» WHAT NEEDS TO BE DONE: Retype the entries exactly, keeping every line intact.
>>>
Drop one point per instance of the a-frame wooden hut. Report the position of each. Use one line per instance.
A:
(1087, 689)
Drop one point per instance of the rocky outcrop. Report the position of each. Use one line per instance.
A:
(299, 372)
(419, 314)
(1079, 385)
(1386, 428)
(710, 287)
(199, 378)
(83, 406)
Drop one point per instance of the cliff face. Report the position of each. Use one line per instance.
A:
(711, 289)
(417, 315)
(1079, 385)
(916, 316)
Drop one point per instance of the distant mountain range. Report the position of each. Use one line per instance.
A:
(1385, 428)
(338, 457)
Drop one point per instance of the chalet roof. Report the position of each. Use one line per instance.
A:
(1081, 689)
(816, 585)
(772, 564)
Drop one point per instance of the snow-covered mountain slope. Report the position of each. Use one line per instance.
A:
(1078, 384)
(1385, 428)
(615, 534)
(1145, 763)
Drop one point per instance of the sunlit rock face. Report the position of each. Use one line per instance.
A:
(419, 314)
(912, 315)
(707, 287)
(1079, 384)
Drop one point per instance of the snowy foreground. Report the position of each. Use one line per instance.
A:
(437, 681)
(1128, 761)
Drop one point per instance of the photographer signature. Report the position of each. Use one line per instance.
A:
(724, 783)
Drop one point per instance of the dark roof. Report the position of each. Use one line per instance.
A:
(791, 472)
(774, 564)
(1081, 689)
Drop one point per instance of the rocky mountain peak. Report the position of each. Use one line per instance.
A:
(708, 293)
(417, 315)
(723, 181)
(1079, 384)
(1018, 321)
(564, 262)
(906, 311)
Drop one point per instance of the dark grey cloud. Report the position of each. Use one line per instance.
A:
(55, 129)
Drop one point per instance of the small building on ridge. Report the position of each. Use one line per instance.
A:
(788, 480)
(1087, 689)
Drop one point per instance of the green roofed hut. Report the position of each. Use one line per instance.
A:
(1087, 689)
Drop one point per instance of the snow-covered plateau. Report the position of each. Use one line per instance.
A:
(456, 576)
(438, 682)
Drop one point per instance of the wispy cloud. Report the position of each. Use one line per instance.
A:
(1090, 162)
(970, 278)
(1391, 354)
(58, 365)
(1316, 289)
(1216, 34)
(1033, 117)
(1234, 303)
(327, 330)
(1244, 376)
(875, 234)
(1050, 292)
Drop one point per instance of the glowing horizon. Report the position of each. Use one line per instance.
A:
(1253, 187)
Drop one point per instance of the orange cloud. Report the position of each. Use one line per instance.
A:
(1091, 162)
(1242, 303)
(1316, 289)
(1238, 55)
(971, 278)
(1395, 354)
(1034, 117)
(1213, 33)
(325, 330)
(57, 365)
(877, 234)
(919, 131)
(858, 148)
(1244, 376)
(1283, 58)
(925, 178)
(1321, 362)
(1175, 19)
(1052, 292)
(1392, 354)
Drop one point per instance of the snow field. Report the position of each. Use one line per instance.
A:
<<<
» WRITTEN ANSWER:
Drop one point per instance of the a-frame wooden hut. Report the position of each. Use one line per instance.
A:
(1087, 689)
Drop one point per instance of the rocky outcrop. Report the position of each. Use one line per instance.
A:
(299, 372)
(419, 314)
(1079, 385)
(1386, 428)
(710, 287)
(199, 378)
(83, 406)
Drop one point per instance of the cliff face. Report the position of each. Use one line per instance.
A:
(711, 289)
(417, 315)
(1079, 385)
(916, 316)
Drop one point per instance of the distant mountain range. Report the position of each. Use one line per instance.
A:
(1385, 428)
(338, 457)
Drop one point per instance of the chalet roof. Report the position of each. Use one line per instance.
A:
(1081, 689)
(816, 585)
(772, 564)
Drop one point per instance of the snow-covered mountain slope. Report the position of each. Use one line per instance.
A:
(1078, 384)
(1385, 428)
(615, 534)
(1145, 763)
Drop one point per instance of the sunlit rock face. Report the position of each. Use one line per instance.
A:
(419, 314)
(912, 315)
(707, 287)
(1079, 384)
Drop one point per instance of the snowy foreground. Report the position of each. Use one line per instance.
A:
(437, 681)
(1128, 761)
Drop one point per instance of the photographer signature. Report the position of each. Use one line per instance.
A:
(724, 783)
Drop one point per instance of the dark roof. Report the position of each. Use one line per instance.
A:
(791, 472)
(774, 564)
(1081, 689)
Drop one point per instance of the rocky mountain peak. Report the position of each. Use one line per instance.
A:
(708, 293)
(417, 315)
(723, 181)
(1079, 384)
(1018, 321)
(564, 262)
(906, 311)
Drop one point per instance of the dark grey cloud. Report the position of each. Use one line per instance.
A:
(55, 129)
Drop one point per instance of the small building on ridge. Report the position of each. Use one line per instance.
A:
(788, 480)
(1087, 689)
Drop one point per instance of the green roofed hut. Report the position of each. Use one line per instance.
A:
(1087, 689)
Drop one point per instance of the snow-covered plateau. Report the position of each. Use one line per instance.
A:
(456, 576)
(438, 682)
Drop one point per instance of the wispy cloud. Report the position of each. Use one line per instance.
A:
(1090, 162)
(970, 278)
(1391, 354)
(58, 365)
(1316, 289)
(1216, 34)
(1033, 117)
(1234, 303)
(327, 330)
(1244, 376)
(875, 234)
(1050, 292)
Drop one point per instance of the glowing horizon. Report the position of each. Use one line per instance.
A:
(1253, 187)
Drop one point per instance of the orange cloud. Report the position of each. Use one line per instance.
A:
(1091, 162)
(1242, 303)
(1316, 289)
(1238, 55)
(971, 278)
(1395, 354)
(1034, 117)
(1213, 33)
(325, 330)
(57, 365)
(877, 234)
(919, 131)
(858, 148)
(1244, 376)
(1283, 58)
(925, 178)
(1321, 362)
(1175, 19)
(1052, 292)
(1392, 354)
Drop one point per instance of the snow field. Report the position of each. Use one line per instance.
A:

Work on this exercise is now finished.